[Referring expression grounding data]

BEGIN

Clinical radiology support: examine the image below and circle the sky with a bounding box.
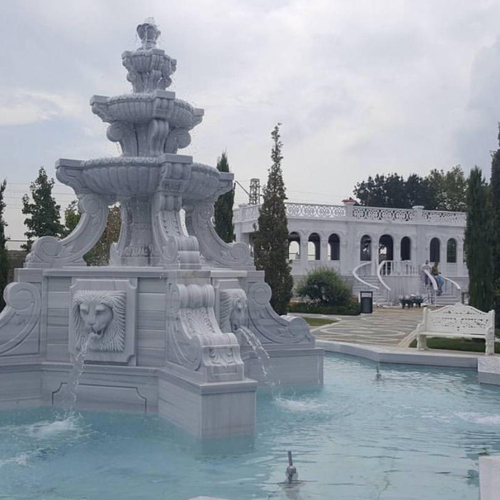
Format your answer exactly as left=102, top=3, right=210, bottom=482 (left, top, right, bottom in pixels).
left=2, top=0, right=500, bottom=245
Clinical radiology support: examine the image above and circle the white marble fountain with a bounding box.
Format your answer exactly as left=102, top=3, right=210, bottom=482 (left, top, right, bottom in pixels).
left=0, top=22, right=323, bottom=438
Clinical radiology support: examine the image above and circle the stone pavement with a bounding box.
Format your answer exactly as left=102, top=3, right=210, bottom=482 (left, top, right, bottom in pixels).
left=310, top=307, right=423, bottom=347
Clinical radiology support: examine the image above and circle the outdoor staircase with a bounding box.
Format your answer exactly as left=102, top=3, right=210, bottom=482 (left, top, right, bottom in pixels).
left=352, top=275, right=390, bottom=305
left=419, top=280, right=461, bottom=307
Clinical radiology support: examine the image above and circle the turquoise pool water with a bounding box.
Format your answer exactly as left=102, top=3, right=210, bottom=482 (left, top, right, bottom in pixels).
left=1, top=354, right=499, bottom=500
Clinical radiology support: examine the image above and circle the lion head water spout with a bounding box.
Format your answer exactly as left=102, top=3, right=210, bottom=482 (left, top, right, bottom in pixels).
left=73, top=290, right=126, bottom=352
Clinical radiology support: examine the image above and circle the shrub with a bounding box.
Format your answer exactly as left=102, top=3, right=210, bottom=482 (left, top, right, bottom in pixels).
left=296, top=267, right=352, bottom=307
left=289, top=301, right=360, bottom=316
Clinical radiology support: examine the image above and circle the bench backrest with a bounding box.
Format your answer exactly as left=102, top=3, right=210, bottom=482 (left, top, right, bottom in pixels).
left=424, top=303, right=494, bottom=336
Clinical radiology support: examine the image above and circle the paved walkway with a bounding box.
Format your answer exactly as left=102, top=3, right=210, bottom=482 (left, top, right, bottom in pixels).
left=309, top=308, right=423, bottom=347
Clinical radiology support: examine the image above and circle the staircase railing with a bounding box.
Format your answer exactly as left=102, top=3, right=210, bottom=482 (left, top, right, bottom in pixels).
left=422, top=269, right=438, bottom=305
left=352, top=262, right=379, bottom=291
left=442, top=275, right=461, bottom=295
left=376, top=260, right=392, bottom=293
left=376, top=260, right=421, bottom=294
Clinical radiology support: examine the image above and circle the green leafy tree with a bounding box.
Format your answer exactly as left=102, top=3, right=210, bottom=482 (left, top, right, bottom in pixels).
left=253, top=124, right=293, bottom=315
left=427, top=166, right=468, bottom=211
left=214, top=151, right=235, bottom=243
left=0, top=179, right=9, bottom=312
left=64, top=202, right=121, bottom=266
left=353, top=167, right=468, bottom=210
left=22, top=167, right=64, bottom=251
left=490, top=125, right=500, bottom=323
left=465, top=167, right=494, bottom=312
left=296, top=268, right=352, bottom=307
left=63, top=200, right=80, bottom=236
left=354, top=173, right=418, bottom=208
left=405, top=173, right=437, bottom=209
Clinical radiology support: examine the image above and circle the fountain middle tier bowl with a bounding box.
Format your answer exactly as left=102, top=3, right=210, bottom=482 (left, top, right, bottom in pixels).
left=91, top=92, right=204, bottom=130
left=58, top=157, right=231, bottom=199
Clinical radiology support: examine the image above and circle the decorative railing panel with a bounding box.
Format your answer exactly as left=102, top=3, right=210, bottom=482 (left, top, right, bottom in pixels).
left=286, top=203, right=346, bottom=219
left=234, top=203, right=466, bottom=226
left=351, top=206, right=415, bottom=222
left=421, top=210, right=466, bottom=226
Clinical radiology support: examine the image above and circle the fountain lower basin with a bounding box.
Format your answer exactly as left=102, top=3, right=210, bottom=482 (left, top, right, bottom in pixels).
left=0, top=354, right=498, bottom=500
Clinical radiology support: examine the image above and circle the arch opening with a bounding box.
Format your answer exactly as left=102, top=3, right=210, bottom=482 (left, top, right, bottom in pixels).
left=447, top=238, right=457, bottom=263
left=378, top=234, right=394, bottom=262
left=308, top=233, right=320, bottom=261
left=360, top=235, right=372, bottom=261
left=401, top=236, right=411, bottom=261
left=430, top=238, right=440, bottom=264
left=288, top=232, right=301, bottom=260
left=328, top=234, right=340, bottom=261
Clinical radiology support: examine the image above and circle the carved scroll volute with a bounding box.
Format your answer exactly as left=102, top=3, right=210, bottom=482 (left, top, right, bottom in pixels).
left=24, top=194, right=110, bottom=269
left=166, top=283, right=244, bottom=382
left=0, top=282, right=41, bottom=356
left=151, top=192, right=201, bottom=268
left=164, top=128, right=191, bottom=154
left=184, top=201, right=253, bottom=269
left=106, top=122, right=137, bottom=156
left=244, top=280, right=315, bottom=346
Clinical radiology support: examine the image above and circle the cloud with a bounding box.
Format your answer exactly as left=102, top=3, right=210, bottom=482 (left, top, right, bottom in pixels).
left=2, top=0, right=500, bottom=242
left=0, top=89, right=87, bottom=126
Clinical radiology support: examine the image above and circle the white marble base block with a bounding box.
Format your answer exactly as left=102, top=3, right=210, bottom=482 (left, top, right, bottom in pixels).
left=158, top=370, right=257, bottom=438
left=243, top=347, right=324, bottom=386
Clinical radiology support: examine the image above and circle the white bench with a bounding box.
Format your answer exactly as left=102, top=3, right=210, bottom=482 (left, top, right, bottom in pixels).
left=415, top=303, right=495, bottom=355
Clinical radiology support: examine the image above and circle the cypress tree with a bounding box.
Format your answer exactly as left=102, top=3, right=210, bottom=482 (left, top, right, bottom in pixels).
left=0, top=179, right=9, bottom=312
left=253, top=124, right=293, bottom=315
left=22, top=167, right=65, bottom=251
left=490, top=124, right=500, bottom=322
left=465, top=167, right=493, bottom=312
left=214, top=151, right=235, bottom=243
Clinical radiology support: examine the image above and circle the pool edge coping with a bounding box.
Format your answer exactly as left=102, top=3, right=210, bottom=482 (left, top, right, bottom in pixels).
left=316, top=340, right=500, bottom=386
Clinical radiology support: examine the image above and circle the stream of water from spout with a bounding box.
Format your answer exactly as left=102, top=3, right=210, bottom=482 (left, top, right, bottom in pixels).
left=61, top=335, right=95, bottom=415
left=238, top=327, right=277, bottom=390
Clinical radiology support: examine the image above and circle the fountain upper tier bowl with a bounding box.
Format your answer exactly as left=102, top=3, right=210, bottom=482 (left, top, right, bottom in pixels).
left=56, top=155, right=232, bottom=199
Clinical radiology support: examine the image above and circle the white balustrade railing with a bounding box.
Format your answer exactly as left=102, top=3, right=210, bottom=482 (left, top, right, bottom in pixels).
left=234, top=203, right=466, bottom=226
left=286, top=203, right=346, bottom=219
left=379, top=260, right=420, bottom=277
left=352, top=262, right=379, bottom=291
left=352, top=206, right=415, bottom=223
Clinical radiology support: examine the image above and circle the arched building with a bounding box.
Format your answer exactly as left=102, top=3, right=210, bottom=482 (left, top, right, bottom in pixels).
left=234, top=199, right=467, bottom=305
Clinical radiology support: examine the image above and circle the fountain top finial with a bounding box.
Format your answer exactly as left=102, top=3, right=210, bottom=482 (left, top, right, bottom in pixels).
left=137, top=18, right=161, bottom=50
left=121, top=20, right=177, bottom=92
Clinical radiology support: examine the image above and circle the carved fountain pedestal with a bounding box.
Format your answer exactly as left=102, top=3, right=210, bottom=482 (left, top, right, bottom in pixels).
left=0, top=22, right=323, bottom=438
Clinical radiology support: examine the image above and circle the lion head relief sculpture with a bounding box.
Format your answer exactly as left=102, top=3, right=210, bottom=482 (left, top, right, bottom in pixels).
left=219, top=289, right=248, bottom=334
left=72, top=290, right=126, bottom=352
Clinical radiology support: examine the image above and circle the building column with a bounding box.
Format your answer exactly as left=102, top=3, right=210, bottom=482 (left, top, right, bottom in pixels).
left=394, top=237, right=401, bottom=263
left=300, top=233, right=309, bottom=274
left=457, top=239, right=465, bottom=276
left=320, top=234, right=329, bottom=263
left=371, top=233, right=379, bottom=275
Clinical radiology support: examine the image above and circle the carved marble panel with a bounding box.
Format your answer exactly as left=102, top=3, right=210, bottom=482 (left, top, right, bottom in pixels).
left=69, top=279, right=137, bottom=364
left=0, top=282, right=41, bottom=357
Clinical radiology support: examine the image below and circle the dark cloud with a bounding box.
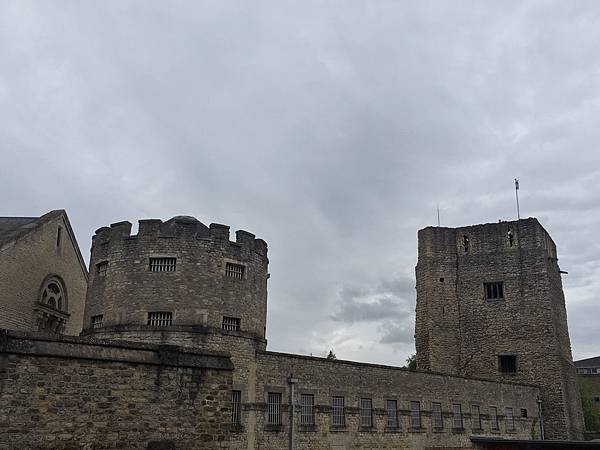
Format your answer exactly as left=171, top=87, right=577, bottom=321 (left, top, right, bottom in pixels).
left=1, top=1, right=599, bottom=365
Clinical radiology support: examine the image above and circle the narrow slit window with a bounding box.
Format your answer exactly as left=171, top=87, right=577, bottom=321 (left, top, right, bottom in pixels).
left=147, top=311, right=173, bottom=327
left=432, top=402, right=443, bottom=429
left=331, top=396, right=345, bottom=426
left=463, top=235, right=470, bottom=252
left=231, top=390, right=242, bottom=426
left=300, top=394, right=314, bottom=426
left=505, top=407, right=515, bottom=430
left=471, top=405, right=482, bottom=430
left=410, top=401, right=421, bottom=429
left=490, top=406, right=499, bottom=430
left=267, top=392, right=282, bottom=425
left=386, top=400, right=399, bottom=429
left=484, top=282, right=504, bottom=300
left=360, top=398, right=373, bottom=428
left=56, top=226, right=62, bottom=248
left=452, top=403, right=463, bottom=429
left=222, top=316, right=241, bottom=331
left=225, top=262, right=245, bottom=279
left=91, top=314, right=103, bottom=329
left=149, top=257, right=176, bottom=272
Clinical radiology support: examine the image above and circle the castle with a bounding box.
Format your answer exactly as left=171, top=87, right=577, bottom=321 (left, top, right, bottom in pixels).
left=0, top=213, right=588, bottom=449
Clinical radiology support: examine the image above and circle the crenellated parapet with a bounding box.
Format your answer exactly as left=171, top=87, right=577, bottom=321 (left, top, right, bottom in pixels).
left=91, top=216, right=268, bottom=257
left=83, top=215, right=269, bottom=349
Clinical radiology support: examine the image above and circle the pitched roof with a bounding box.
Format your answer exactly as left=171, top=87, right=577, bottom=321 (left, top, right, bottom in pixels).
left=0, top=210, right=88, bottom=278
left=575, top=356, right=600, bottom=368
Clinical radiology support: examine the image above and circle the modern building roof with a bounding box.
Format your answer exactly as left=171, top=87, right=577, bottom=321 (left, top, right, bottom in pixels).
left=575, top=357, right=600, bottom=368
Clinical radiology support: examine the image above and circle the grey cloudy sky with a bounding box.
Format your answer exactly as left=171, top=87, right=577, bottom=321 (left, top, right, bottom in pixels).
left=2, top=1, right=600, bottom=365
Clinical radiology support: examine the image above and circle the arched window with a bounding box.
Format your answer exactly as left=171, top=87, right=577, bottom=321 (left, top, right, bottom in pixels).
left=41, top=280, right=65, bottom=310
left=34, top=276, right=70, bottom=333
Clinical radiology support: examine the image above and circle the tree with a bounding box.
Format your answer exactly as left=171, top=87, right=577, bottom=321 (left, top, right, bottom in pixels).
left=326, top=350, right=337, bottom=360
left=579, top=378, right=600, bottom=432
left=404, top=353, right=417, bottom=371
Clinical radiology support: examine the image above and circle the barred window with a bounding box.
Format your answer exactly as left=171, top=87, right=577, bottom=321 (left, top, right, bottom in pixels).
left=267, top=392, right=282, bottom=425
left=149, top=257, right=176, bottom=272
left=490, top=406, right=499, bottom=430
left=471, top=405, right=482, bottom=430
left=505, top=407, right=515, bottom=430
left=300, top=394, right=314, bottom=426
left=96, top=262, right=108, bottom=277
left=432, top=402, right=443, bottom=429
left=231, top=390, right=242, bottom=426
left=331, top=396, right=345, bottom=426
left=386, top=400, right=399, bottom=429
left=91, top=314, right=103, bottom=329
left=222, top=316, right=241, bottom=331
left=225, top=262, right=245, bottom=279
left=484, top=281, right=504, bottom=300
left=499, top=354, right=517, bottom=374
left=410, top=401, right=421, bottom=429
left=360, top=398, right=373, bottom=428
left=452, top=403, right=463, bottom=429
left=147, top=311, right=173, bottom=327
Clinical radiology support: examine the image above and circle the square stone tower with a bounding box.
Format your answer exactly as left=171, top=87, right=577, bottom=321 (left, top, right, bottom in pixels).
left=415, top=218, right=584, bottom=440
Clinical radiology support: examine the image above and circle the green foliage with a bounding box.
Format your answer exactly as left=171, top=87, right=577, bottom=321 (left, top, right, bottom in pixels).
left=579, top=378, right=600, bottom=432
left=404, top=353, right=417, bottom=371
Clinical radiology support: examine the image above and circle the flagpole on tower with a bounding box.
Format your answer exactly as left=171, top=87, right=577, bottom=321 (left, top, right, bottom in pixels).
left=515, top=178, right=520, bottom=220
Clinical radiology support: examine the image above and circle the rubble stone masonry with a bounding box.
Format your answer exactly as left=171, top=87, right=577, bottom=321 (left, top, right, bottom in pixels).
left=0, top=330, right=234, bottom=450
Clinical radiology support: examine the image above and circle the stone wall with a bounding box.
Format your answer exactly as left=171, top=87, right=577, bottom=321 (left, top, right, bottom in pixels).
left=247, top=351, right=540, bottom=450
left=0, top=212, right=87, bottom=335
left=0, top=329, right=234, bottom=450
left=415, top=219, right=584, bottom=440
left=84, top=216, right=268, bottom=341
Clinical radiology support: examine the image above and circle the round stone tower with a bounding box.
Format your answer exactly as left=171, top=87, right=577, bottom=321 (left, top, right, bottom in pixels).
left=82, top=215, right=268, bottom=352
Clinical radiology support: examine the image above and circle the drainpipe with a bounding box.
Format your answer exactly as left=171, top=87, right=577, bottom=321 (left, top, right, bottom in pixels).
left=537, top=399, right=545, bottom=440
left=288, top=374, right=298, bottom=450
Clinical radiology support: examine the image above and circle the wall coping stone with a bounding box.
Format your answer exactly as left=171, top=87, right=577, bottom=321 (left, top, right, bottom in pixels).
left=258, top=350, right=540, bottom=389
left=0, top=328, right=234, bottom=370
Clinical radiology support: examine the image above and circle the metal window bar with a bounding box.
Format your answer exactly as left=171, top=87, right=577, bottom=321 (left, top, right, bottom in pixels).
left=360, top=398, right=373, bottom=428
left=452, top=404, right=463, bottom=429
left=149, top=257, right=176, bottom=272
left=485, top=282, right=504, bottom=299
left=432, top=402, right=443, bottom=429
left=505, top=407, right=515, bottom=430
left=97, top=262, right=108, bottom=277
left=222, top=317, right=240, bottom=331
left=410, top=401, right=421, bottom=428
left=225, top=262, right=245, bottom=279
left=147, top=312, right=173, bottom=327
left=231, top=390, right=242, bottom=426
left=91, top=315, right=103, bottom=329
left=490, top=406, right=499, bottom=430
left=386, top=400, right=398, bottom=428
left=471, top=405, right=481, bottom=430
left=267, top=392, right=282, bottom=425
left=331, top=396, right=345, bottom=426
left=300, top=394, right=314, bottom=425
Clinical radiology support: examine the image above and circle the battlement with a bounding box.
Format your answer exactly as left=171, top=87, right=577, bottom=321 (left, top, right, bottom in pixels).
left=85, top=215, right=269, bottom=344
left=418, top=217, right=556, bottom=259
left=92, top=215, right=267, bottom=256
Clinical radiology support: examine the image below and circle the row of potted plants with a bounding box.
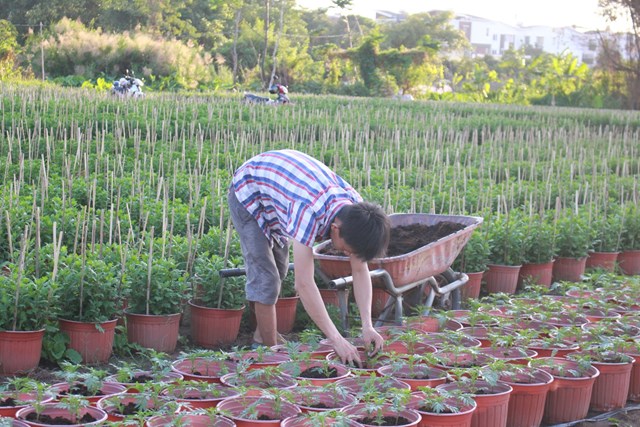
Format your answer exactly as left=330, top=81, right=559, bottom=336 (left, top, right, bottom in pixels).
left=1, top=272, right=639, bottom=426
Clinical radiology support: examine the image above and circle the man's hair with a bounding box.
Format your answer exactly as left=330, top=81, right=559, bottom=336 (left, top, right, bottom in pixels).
left=336, top=202, right=390, bottom=261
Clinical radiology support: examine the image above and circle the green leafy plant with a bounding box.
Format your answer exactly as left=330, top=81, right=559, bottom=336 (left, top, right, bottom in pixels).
left=486, top=212, right=525, bottom=266
left=590, top=209, right=623, bottom=252
left=522, top=213, right=555, bottom=263
left=554, top=211, right=593, bottom=258
left=190, top=254, right=244, bottom=309
left=620, top=204, right=640, bottom=250
left=55, top=251, right=120, bottom=322
left=452, top=230, right=490, bottom=272
left=0, top=267, right=57, bottom=331
left=412, top=386, right=475, bottom=414
left=124, top=251, right=189, bottom=315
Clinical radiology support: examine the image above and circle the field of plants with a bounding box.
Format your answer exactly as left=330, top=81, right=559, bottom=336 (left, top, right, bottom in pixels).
left=1, top=82, right=639, bottom=319
left=1, top=84, right=640, bottom=425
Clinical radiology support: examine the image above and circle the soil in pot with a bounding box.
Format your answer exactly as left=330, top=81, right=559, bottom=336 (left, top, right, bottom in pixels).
left=23, top=412, right=100, bottom=425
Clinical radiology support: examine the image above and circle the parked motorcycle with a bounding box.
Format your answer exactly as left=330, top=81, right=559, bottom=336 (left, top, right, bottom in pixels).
left=111, top=71, right=144, bottom=98
left=243, top=82, right=290, bottom=105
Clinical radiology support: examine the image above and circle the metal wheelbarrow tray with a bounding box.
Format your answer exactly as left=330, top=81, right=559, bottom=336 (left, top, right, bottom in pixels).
left=313, top=213, right=484, bottom=287
left=314, top=213, right=483, bottom=327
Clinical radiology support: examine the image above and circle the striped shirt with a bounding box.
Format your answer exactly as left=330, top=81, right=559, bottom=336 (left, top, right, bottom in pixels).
left=231, top=150, right=362, bottom=247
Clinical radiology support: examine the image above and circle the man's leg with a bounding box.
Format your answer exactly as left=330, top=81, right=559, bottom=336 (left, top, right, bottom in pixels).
left=228, top=189, right=282, bottom=347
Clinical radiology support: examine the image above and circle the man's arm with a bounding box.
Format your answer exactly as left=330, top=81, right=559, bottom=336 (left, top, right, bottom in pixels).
left=350, top=257, right=384, bottom=352
left=292, top=240, right=362, bottom=366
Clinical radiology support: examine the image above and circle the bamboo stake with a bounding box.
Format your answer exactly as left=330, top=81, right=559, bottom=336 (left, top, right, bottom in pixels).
left=145, top=227, right=155, bottom=316
left=12, top=226, right=30, bottom=331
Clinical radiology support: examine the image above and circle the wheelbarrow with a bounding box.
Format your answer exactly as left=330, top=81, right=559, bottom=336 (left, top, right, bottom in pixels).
left=313, top=213, right=483, bottom=330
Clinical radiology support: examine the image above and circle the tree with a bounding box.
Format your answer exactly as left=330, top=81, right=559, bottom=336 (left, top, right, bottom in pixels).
left=597, top=0, right=640, bottom=109
left=379, top=11, right=468, bottom=53
left=528, top=51, right=589, bottom=106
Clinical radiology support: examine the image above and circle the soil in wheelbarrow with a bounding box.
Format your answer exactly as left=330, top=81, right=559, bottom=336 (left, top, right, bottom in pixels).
left=320, top=221, right=466, bottom=257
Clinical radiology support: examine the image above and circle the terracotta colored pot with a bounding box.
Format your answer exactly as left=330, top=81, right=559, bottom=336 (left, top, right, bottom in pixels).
left=484, top=264, right=521, bottom=295
left=171, top=358, right=237, bottom=383
left=499, top=368, right=554, bottom=427
left=371, top=287, right=390, bottom=318
left=47, top=381, right=127, bottom=406
left=535, top=357, right=600, bottom=425
left=408, top=392, right=476, bottom=427
left=58, top=318, right=117, bottom=364
left=0, top=391, right=55, bottom=418
left=318, top=288, right=349, bottom=308
left=160, top=382, right=240, bottom=410
left=341, top=402, right=422, bottom=427
left=629, top=353, right=640, bottom=402
left=124, top=311, right=181, bottom=353
left=105, top=370, right=183, bottom=393
left=0, top=329, right=44, bottom=375
left=478, top=347, right=538, bottom=365
left=518, top=261, right=554, bottom=289
left=552, top=256, right=587, bottom=282
left=461, top=271, right=483, bottom=300
left=585, top=251, right=619, bottom=272
left=188, top=300, right=244, bottom=347
left=282, top=414, right=363, bottom=426
left=618, top=250, right=640, bottom=275
left=437, top=381, right=512, bottom=427
left=5, top=420, right=30, bottom=427
left=16, top=403, right=108, bottom=426
left=275, top=296, right=299, bottom=334
left=97, top=393, right=164, bottom=422
left=146, top=413, right=236, bottom=427
left=217, top=395, right=301, bottom=427
left=233, top=350, right=291, bottom=370
left=335, top=375, right=411, bottom=399
left=377, top=364, right=447, bottom=390
left=271, top=342, right=335, bottom=360
left=278, top=360, right=351, bottom=386
left=588, top=359, right=635, bottom=411
left=291, top=385, right=359, bottom=413
left=220, top=371, right=297, bottom=393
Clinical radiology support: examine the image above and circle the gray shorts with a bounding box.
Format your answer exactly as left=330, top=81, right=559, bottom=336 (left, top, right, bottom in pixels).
left=228, top=189, right=290, bottom=305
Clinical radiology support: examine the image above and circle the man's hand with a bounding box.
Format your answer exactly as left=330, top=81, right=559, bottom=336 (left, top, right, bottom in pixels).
left=330, top=336, right=362, bottom=367
left=362, top=325, right=384, bottom=355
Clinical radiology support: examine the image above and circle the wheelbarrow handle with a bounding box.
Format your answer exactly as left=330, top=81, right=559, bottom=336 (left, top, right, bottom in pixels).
left=219, top=263, right=294, bottom=278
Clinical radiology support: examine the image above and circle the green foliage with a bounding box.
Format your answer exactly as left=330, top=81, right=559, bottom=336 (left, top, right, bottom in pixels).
left=486, top=213, right=525, bottom=266
left=124, top=253, right=189, bottom=315
left=522, top=213, right=555, bottom=263
left=191, top=254, right=245, bottom=309
left=38, top=18, right=214, bottom=90
left=0, top=268, right=57, bottom=331
left=621, top=204, right=640, bottom=250
left=452, top=230, right=490, bottom=272
left=554, top=211, right=593, bottom=258
left=55, top=252, right=121, bottom=322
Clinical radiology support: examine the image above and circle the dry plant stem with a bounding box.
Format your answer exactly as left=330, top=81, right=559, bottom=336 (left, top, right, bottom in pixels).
left=146, top=227, right=155, bottom=315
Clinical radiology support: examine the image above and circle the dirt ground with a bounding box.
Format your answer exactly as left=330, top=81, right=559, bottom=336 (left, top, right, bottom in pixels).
left=546, top=405, right=640, bottom=426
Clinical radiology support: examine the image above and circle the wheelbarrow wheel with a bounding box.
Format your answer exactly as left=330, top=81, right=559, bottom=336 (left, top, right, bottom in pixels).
left=433, top=268, right=462, bottom=310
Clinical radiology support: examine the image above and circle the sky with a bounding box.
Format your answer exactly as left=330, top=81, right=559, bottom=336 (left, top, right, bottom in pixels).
left=296, top=0, right=632, bottom=32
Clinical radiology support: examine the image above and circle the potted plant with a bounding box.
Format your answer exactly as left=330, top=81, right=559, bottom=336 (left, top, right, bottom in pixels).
left=216, top=391, right=302, bottom=426
left=189, top=253, right=246, bottom=348
left=16, top=396, right=108, bottom=426
left=586, top=208, right=623, bottom=272
left=376, top=354, right=448, bottom=390
left=519, top=213, right=556, bottom=288
left=407, top=387, right=477, bottom=427
left=170, top=350, right=238, bottom=383
left=124, top=238, right=189, bottom=353
left=0, top=258, right=57, bottom=375
left=567, top=344, right=635, bottom=412
left=282, top=410, right=363, bottom=427
left=552, top=211, right=592, bottom=282
left=452, top=231, right=490, bottom=300
left=529, top=356, right=600, bottom=425
left=47, top=362, right=126, bottom=406
left=490, top=360, right=554, bottom=427
left=147, top=409, right=237, bottom=427
left=160, top=379, right=240, bottom=409
left=278, top=359, right=351, bottom=386
left=341, top=388, right=422, bottom=427
left=276, top=273, right=300, bottom=335
left=0, top=379, right=54, bottom=419
left=220, top=366, right=298, bottom=393
left=435, top=366, right=512, bottom=427
left=55, top=251, right=121, bottom=364
left=96, top=391, right=170, bottom=423
left=619, top=204, right=640, bottom=275
left=290, top=383, right=359, bottom=413
left=484, top=212, right=524, bottom=295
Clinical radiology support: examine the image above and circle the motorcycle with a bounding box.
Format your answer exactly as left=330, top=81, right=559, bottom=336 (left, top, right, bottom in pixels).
left=111, top=71, right=145, bottom=98
left=243, top=82, right=290, bottom=105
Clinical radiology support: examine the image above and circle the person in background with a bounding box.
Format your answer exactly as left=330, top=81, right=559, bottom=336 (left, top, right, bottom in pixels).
left=228, top=149, right=390, bottom=365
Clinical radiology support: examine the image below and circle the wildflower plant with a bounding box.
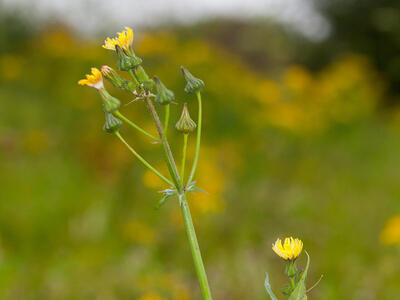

END

[WHAT YOU NEED TO DO] The answer must be every line from the records above that contains the word "roof", copied out.

[RESULT OF THIS EXERCISE]
Clinical radiology support: examine the image above and circle the pitched roof with a bounding box.
Clinical radiology support: examine the image above and circle the modern building roof with a bounding box.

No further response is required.